> **Assignment**:
What you give back must match the data below character for character.

-- Data follows --

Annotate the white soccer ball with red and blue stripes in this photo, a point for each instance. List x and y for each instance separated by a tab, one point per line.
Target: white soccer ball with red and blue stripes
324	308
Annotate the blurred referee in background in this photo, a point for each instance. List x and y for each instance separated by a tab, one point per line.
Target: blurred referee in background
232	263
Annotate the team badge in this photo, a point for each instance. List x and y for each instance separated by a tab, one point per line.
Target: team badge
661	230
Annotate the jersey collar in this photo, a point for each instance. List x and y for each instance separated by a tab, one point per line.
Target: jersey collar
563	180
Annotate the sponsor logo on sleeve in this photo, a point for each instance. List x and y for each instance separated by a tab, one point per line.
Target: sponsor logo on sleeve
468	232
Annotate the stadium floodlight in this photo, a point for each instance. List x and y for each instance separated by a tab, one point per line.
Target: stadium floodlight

-- Data concluded --

> **Task response**:
Annotate the white soccer ball with red and blue stripes in this photo, a point for each instance. List x and y for each instance separated by a tab, one point per line.
Target: white soccer ball with red and blue stripes
324	308
Annotate the blurred referee in background in this photo, a point for each instance. List x and y for each instance separated by a tab, one point per line.
Target: blurred referee in background
232	263
Annotate the team badge in this photo, a point for each instance. List x and y for each instance separated by a tab, one point per line.
Target: team badge
661	230
Annotate the jersey collar in this photo, a point for each instance. List x and y for each instance separated by a tab, one point per line.
Target: jersey collar
563	180
Annotate the sponsor logo on sleeve in this photo, a point for each instance. List x and y for each instance separated by a tab, one point per line.
Target: sponsor logo on sleeve
468	232
Annotate the stadium floodlight in this photo, a point for each instance. List x and y for each instance separated by a tab, one point per line.
Target: stadium floodlight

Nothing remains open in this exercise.